§ **Exercise 1**
In the abstract on toxin-antitoxin genes in Mycobacterium tuberculosis, list the four VapC genes that were chosen.
§ **Exercise 2**
According to the abstract on toxin-antitoxin genes in Mycobacterium tuberculosis, what substance induced the hybrid plasmid system built in Mycobacterium smegmatis?
§ **Exercise 3**
Extend the abstract on toxin-antitoxin genes in Mycobacterium tuberculosis, starting after its last sentence.

[Excerpt to read Boundary: Start]

Function of four pairs of genes in toxin-antitoxin system of Mycobacterium tuberculosis
LIU Jing-yi1, JIA Jun-nan2, LI Wei-min2, ZHANG Jun-jie3, GAO Ji-min1
1. Zhejiang Provincial Key Laboratory for Technology and Application of Model Organisms,School of Laboratory Medicine and Life Science, Wenzhou Medical University, Wenzhou 325035, China; 2. National Tuberculosis Clinical Laboratory of China, Capital Medical University Affiliated Beijing Chest Hospital, Beijing 101149, China; 3. Key Laboratory of Cell Proliferation and Regulation Biology, Ministry of Education,School of Life Sciences, Beijing Normal University, Beijing 100875, China
Abstract:We discussed the function of four pairs of genes in the toxin-antitoxin system of Mycobacterium tuberculosis, providing theoretical foundation and scientific basis for studying the transmission mechanism of Mycobacterium tuberculosis. Four pairs of genes which belong to VapBC family, including four VapC genes (Rv1720c, Rv2103c, Rv2494, Rv3408) and four VapB genes (Rv1721c, Rv2104c, Rv2493, Rv3407) were chosen. We constructed a serial of arabinose-induced hybrid plasmid system in Escherichia coli and a serial of acetamide-induced hybrid plasmid system in Mycobacterium smegmatis respectively, in order to observe the potential inhibition effect of VapC and the release inhibition of homologous VapB. Results showed that only one toxin gene(Rv2103c) showed the function of bacteriostasis in both E. coli and M. smegmatis and the homologous antitoxin gene(Rv2104c) could release the inhibition of growth. We built the inducible systems of VapBC family in both E. coli and M. smegmatis respectively and found only a pair of toxin and antitoxin genes(Rv2103c, Rv2104c) had the function of inhibition and release for the growth of bacteria. And two pairs of toxin genes(Rv1720c, Rv2494) did not have the function of inhibition for the growth of both E. coli and M. smegmatis. Whereas, another toxin gene VapC47(Rv3408) also did not have the bacteriostastic activity, only this result was not consistent with the existing literature. We speculated that the reason for this kind of difference may be the different inducible systems we used. Cause the other three results were consistent with all existing literature and the doubtful result also appeared in other reports, so our protocol could be confirmed as reliable, and we would use it to build inducible systems and make further functional identification of certain toxin and antitoxin genes that we are interested in.

[Excerpt to read Boundary: End]
[Data shown Boundary: Start]

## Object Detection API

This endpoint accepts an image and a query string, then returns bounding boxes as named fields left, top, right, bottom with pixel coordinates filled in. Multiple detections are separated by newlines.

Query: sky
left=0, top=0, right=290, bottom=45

[Data shown Boundary: End]

§ **Exercise answer 1**
Rv1720c, Rv2103c, Rv2494, Rv3408

§ **Exercise answer 2**
Acetamide.

§ **Exercise answer 3**
刘静仪, 贾俊楠, 李卫民, 张俊杰, 高基民. 四对结核分枝杆菌毒素-抗毒素系统基因功能的初步研究[J]. 中国人兽共患病学报, 2017, 33(5): 413-417.
LIU Jing-yi, JIA Jun-nan, LI Wei-min, ZHANG Jun-jie, GAO Ji-min. Function of four pairs of genes in toxin-antitoxin system of Mycobacterium tuberculosis. Chinese Journal of Zoonoses, 2017, 33(5): 413-417.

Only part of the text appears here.